## [GIVEN TEXT]
A few quotes from last week when we heard from Dr Ben Warne, Dr Gee Yen Shin and Professor Dinah Gould (Experts in Infection Prevention and Control). From the 19th September transcript
https://covid19.public-inquiry.uk/w...1310/2024-09-19-Module-3-Day-8-Transcript.pdf
Pages 40-44:
MS CAREY: Well, no, not necessarily. Yesterday we heard from Professor Hopkins, and I asked her this:
"Do you agree that where there is an accepted risk of aerosol transmission FFP3 should be recommended?"
She didn't agree with that. She said it was complicated, and she said that evidence was weak that FFP3s protected more than FRSMs, and it made us ponder why, if the evidence was weak, there has been, running throughout the guidance, this distinction between FRSMs in one context and respirators in another.
So that's the genesis of the controversy and I'd like your help with how we've ended up in this position, if you're able to help us.
DR WARNE: A lot of the evidence for this comes from SARS, so it's about 20 years old. There is no high-quality evidence, as we would understand it, so in future modules we talk about vaccines, talk about drugs and effective treatments that undergo high quality randomised control trials, so evidence which is considered to be of a high quality and is robust.
Those kind of studies are very uncommon in infection control measures so we rely on, essentially, look-back exercises, retrospective observational studies where some people had one type of infection control intervention and another group had another.
So, in SARS, there were a number of very small studies looking at people who had surgical masks or respirators or no PPE at all, and the evidence from SARS, based on those small studies, is that some PPE is much better than none, but very few of them actually compared respirators with surgical masks.
There were two studies, they're incredibly small, and those very small studies, which are by the authors' admission of poor quality, essentially are the only basis -- the only scientific basis at the start of this pandemic by which -- is quoted in guidance both of pandemic flu preparedness and other guidance at the start of this pandemic, the rationale for using surgical masks for routine clinical care above respirators.
MS CAREY: So is a lack of high-quality trial evidence that respirators are more effective than FRSM, is that --
DR WARNE: That's right because there is essentially no high-quality evidence.
MS CAREY: Right, but there is other evidence because we heard from Professor Beggs about the studies done in lab conditions.

## [DATA BLOCK]
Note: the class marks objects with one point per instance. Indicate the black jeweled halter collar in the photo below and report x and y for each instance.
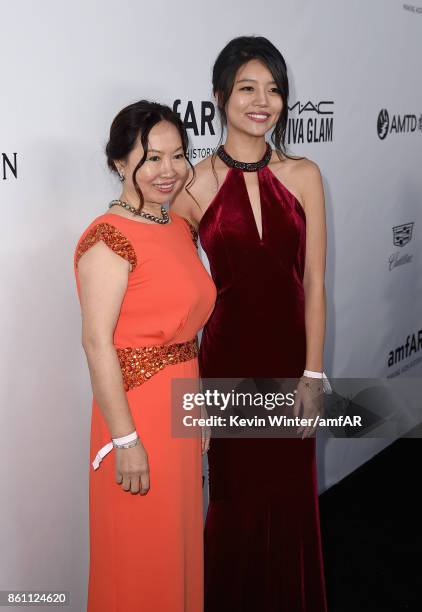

## [YOUR TASKS]
[A] Translate this sentence from the inquiry transcript into Spanish: "A lot of the evidence for this comes from SARS, so it's about 20 years old."
[B] For each statement, say whether it agrees with the inquiry transcript, and quote the words that decide it.
(i) Professor Hopkins agreed that FFP3 should be recommended where there is an accepted risk of aerosol transmission.
(ii) Very few of the small SARS studies compared respirators with surgical masks.
(iii) Dr Warne says high-quality randomised control trials are common in infection control measures.
Base your responses on the inquiry transcript alone.

## [ANSWERS TO THE EXERCISE]
[A] Gran parte de la evidencia sobre esto proviene del SARS, así que tiene unos 20 años de antigüedad.

[B]
(i) No: "She didn't agree with that."
(ii) Yes: "but very few of them actually compared respirators with surgical masks."
(iii) No: "Those kind of studies are very uncommon in infection control measures"